→ Given text
□ □ □ □

In the United States, most teenagers have tried alcohol even before they enter high school. In fact, alcohol is one of the most highly abused substances among youths in the United States. There are many factors that could trigger underage drinking. Some do it because they think it will help them survive pain, while others may feel pressure from their friends.
Teenage alcoholism could cause various risks and health issues. These factors can alter the entire life of a teenager. Studies show that people drinking alcohol before reaching the legal age (21 in the United States) are at greater risk of suffering alcohol abuse disorder. They are also more likely to become involved in vehicular accidents or become the victims or perpetrators of crimes.
Research has revealed that teenagers are vulnerable to abuse alcohol. This is because, at this stage, their brains are still in the process of development. During these years, the pleasure centers of their brains mature faster than the parts of their brains responsible for making good judgments. Adolescents who are heavy drinkers may also be prone to brain damage later in their lives.
Besides affecting brain development, alcohol can interfere with its functionality. Differences in motor skills, memory, and coordination are common signs of alcohol addiction among teenagers. Aside from the ill effects on individual health, underage drinking can also affect society as a whole. Common problems caused by teenage drinking include fighting and aggression, sexual assaults, and vehicular accidents.

□ □ □ □

→ Problem set
A: According to the text on teenage drinking, what is the legal drinking age in the United States?
B: Pick up the text on teenage drinking after its final sentence and continue it.

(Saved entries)
□ □ □ □

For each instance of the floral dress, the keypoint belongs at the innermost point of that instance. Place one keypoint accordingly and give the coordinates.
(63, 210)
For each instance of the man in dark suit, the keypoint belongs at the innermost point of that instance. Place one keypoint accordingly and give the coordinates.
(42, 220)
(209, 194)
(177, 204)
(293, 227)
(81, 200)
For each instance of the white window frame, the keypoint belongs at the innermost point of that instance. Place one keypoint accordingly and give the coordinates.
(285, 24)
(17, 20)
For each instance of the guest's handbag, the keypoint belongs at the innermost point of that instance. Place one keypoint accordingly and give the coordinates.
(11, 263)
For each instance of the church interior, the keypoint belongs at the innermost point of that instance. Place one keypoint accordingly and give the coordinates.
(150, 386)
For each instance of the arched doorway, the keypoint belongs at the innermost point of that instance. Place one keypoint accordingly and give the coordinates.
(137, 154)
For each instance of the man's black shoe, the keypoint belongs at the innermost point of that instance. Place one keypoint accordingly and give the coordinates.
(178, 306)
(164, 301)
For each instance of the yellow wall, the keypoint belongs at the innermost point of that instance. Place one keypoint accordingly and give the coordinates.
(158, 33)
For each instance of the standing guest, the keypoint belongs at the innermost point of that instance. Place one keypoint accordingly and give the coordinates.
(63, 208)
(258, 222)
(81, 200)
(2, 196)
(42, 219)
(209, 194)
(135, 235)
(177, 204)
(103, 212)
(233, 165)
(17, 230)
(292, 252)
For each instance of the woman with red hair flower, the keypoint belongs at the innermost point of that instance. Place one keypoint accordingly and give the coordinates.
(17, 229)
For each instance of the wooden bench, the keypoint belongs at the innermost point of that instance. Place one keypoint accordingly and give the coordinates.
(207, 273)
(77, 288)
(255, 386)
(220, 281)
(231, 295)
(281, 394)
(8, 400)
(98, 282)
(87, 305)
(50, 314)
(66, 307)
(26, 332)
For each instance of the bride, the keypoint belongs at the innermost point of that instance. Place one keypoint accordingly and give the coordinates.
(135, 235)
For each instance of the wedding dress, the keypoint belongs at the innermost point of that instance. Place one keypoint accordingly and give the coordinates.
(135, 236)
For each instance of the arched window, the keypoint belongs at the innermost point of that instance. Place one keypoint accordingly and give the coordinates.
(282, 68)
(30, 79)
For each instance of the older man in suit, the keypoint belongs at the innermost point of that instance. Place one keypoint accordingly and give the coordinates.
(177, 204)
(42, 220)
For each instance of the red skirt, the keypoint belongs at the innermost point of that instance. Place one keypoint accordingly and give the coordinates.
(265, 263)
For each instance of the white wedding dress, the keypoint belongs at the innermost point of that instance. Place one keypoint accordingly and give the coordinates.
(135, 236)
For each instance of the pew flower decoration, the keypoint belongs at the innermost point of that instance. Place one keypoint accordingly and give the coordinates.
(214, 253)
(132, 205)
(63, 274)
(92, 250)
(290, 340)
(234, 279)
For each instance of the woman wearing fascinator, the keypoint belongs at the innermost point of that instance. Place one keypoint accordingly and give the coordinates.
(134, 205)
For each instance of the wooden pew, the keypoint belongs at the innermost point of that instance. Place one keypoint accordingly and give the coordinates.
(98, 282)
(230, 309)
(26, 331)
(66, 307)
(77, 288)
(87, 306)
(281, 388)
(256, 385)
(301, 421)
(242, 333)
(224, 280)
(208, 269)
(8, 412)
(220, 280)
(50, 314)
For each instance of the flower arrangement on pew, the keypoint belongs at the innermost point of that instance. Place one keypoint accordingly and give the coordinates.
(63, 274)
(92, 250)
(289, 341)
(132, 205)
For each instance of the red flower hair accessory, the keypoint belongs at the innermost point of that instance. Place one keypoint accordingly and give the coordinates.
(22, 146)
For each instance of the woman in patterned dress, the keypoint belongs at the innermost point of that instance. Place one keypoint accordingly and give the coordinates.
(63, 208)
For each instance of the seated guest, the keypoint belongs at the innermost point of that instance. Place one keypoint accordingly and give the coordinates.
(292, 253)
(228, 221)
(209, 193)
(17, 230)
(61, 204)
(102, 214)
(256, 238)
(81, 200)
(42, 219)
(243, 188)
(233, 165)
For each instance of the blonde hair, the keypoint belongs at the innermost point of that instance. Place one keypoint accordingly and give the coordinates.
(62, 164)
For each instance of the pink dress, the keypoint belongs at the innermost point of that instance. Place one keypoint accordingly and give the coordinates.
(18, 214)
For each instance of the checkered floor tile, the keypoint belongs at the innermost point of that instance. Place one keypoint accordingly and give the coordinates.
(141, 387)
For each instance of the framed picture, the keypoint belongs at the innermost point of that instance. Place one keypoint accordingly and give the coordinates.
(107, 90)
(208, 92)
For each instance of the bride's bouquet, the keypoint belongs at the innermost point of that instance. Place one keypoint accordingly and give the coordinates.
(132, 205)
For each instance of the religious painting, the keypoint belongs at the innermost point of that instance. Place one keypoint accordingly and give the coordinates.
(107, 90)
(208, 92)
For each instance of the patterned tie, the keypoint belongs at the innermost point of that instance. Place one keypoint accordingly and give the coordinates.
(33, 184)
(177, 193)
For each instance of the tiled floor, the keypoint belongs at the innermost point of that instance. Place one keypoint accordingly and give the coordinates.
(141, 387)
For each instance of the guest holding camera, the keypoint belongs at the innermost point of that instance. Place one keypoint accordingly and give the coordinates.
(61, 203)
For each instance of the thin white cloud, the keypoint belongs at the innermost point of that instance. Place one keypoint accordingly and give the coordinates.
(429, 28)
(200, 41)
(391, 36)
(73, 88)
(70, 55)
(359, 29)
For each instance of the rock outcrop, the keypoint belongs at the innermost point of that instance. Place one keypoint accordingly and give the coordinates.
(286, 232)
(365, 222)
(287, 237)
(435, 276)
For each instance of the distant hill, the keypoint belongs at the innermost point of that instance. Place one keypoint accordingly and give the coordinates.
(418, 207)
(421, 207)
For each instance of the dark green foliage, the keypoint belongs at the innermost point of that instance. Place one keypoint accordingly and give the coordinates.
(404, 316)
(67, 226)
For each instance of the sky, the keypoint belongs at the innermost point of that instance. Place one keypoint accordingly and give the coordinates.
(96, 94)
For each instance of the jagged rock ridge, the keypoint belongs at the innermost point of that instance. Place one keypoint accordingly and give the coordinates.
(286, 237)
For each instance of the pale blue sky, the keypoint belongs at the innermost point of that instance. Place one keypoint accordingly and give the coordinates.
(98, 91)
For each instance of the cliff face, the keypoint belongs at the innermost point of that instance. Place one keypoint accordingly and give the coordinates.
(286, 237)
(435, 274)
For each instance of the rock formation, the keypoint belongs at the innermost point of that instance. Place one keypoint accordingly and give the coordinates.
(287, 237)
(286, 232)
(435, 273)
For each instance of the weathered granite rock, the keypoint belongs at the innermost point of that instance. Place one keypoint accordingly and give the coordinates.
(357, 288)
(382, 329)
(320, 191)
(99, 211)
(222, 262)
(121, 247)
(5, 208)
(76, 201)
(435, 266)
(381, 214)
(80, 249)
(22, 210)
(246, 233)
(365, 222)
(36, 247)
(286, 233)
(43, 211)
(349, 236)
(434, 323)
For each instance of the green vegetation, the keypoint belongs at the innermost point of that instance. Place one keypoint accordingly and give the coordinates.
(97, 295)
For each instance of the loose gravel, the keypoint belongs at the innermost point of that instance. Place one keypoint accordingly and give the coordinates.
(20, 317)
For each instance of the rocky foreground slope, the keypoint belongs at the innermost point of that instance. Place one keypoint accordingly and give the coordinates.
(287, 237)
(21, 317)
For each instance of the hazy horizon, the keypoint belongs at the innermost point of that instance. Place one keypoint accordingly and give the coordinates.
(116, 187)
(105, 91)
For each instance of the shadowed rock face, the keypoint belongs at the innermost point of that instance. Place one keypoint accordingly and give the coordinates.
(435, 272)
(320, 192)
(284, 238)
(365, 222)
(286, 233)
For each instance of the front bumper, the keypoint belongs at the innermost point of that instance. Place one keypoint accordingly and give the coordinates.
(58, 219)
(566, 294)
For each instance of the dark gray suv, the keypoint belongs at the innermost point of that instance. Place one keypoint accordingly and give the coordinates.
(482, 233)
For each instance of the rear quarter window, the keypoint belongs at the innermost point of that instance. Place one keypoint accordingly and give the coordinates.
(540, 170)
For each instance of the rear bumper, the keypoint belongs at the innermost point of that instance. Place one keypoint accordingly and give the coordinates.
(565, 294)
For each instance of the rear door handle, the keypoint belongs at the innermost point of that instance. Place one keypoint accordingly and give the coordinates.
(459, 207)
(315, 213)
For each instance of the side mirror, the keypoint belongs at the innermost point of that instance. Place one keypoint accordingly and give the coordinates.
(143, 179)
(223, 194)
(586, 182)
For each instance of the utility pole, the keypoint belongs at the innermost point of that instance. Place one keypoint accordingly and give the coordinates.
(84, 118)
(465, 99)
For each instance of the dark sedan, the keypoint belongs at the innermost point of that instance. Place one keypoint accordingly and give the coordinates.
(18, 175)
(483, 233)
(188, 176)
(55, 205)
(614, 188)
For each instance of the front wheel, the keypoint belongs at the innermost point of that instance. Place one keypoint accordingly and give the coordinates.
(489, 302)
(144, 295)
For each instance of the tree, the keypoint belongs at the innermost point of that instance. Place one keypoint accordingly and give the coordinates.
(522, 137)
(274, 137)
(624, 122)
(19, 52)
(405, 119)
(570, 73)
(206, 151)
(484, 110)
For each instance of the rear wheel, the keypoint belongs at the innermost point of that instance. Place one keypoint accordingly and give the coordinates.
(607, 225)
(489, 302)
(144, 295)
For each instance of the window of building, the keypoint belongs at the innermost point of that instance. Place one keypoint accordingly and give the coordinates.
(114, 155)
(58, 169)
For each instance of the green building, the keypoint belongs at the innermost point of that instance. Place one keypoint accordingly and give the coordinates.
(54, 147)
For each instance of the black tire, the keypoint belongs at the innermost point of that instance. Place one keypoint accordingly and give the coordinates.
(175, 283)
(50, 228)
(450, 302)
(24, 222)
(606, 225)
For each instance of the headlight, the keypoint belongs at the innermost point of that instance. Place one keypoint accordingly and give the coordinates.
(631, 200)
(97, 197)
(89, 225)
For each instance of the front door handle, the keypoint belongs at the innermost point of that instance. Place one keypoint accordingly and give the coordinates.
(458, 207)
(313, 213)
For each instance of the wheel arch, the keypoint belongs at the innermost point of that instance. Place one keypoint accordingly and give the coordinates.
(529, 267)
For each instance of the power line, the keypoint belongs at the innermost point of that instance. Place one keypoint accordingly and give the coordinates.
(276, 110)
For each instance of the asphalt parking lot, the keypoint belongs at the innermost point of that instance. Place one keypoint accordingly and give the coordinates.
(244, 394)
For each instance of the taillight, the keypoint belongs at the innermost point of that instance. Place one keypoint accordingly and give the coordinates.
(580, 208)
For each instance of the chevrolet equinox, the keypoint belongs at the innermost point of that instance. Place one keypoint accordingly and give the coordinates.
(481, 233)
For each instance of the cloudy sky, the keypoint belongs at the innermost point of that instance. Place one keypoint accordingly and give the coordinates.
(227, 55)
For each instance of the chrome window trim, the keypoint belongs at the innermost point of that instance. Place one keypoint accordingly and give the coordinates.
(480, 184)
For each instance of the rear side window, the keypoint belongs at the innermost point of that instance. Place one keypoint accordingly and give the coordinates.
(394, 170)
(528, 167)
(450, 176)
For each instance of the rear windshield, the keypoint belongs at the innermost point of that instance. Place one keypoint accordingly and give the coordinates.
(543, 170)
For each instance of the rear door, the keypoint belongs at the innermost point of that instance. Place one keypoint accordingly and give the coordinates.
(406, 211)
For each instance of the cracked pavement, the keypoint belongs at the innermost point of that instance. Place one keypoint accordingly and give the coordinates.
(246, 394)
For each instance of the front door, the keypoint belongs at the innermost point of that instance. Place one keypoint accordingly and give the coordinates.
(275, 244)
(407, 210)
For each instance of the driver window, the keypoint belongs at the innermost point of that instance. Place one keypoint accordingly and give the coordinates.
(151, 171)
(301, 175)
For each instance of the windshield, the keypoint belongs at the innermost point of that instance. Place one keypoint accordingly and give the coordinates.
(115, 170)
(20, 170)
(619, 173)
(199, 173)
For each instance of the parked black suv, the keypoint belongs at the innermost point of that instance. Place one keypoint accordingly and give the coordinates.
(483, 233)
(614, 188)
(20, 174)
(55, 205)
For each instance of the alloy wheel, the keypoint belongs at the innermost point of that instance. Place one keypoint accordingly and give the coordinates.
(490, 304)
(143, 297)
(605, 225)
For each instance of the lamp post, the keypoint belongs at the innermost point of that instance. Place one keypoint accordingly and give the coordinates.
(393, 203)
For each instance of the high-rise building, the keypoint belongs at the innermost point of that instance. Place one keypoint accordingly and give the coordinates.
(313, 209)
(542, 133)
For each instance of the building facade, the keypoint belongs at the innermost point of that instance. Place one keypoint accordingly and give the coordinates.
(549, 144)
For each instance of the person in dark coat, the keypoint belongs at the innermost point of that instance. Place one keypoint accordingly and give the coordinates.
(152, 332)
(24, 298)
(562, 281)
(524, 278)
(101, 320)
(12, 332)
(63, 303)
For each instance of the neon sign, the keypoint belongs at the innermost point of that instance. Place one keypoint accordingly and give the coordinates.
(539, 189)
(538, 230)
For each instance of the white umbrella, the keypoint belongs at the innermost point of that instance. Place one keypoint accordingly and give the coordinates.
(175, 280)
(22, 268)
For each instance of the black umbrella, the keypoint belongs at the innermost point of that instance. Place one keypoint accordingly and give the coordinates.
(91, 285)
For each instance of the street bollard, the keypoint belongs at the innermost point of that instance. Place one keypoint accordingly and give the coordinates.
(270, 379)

□ □ □ □

→ Answers per task
A: 21

B:
Risk Factors for Young Drinkers
There is no single cause of teenage alcoholism. But there are several factors that could aggravate the risk of developing this disease. Teenagers are sometimes impulsive because their brains are not developed enough to control their urges. Because of this, they may be more susceptible to behaviors such as binge drinking (drinking a lot of alcohol in a short amount of time).
Many teenagers are not aware of the consequences of their actions, including those of drinking. Delayed puberty and brain damage may be some of the negative effects of underage drinking. Teenagers may be at risk for alcohol disorder if they:
- Experience peer pressure or stress
- Have low self-esteem
- Live with or have relatives and other people in their lives who abuse alcohol or drugs
- Live in a culture where alcohol use is acceptable and common
- Have a mental health problem such as anxiety, depression, or an eating disorder
- Are an Alaskan or a Native American
- Are a male who consumes more than 15 drinks every week
- Are a female who consumes more than 12 drinks every week
- Consume more than five drinks every day
Today, it is widely accepted that alcohol or drug misuse are not the results of one lone factor.
Some people claim that genetics plays a large role in the addiction of teenagers. This theory states that some people have certain genes that may predispose them to substance use disorder. Teenagers born to families who have members struggling with substance use disorder are more likely to become addicts themselves.
This theory does not claim that people with such genes or backgrounds will automatically abuse substances, just that they have a higher likelihood to do so. Of course, there are also people who abuse substances even without a history of addiction in their families.
External Pressure and Environment
Teenagers under extreme stress and pressure may be more likely to use alcohol and drugs in order to cope. Home environment might also be a contributing factor. And as mentioned above, teenagers raised in families where alcoholism or addiction is present are more likely to abuse alcohol and drugs.
Frequent and constant consumption of alcohol can drastically alter the function of the brain. Since teenagers’ brains are still in the process of developing, if they abuse alcohol and do not stop and/or receive proper treatment, the alcohol-related changes could trigger drug and alcohol addiction.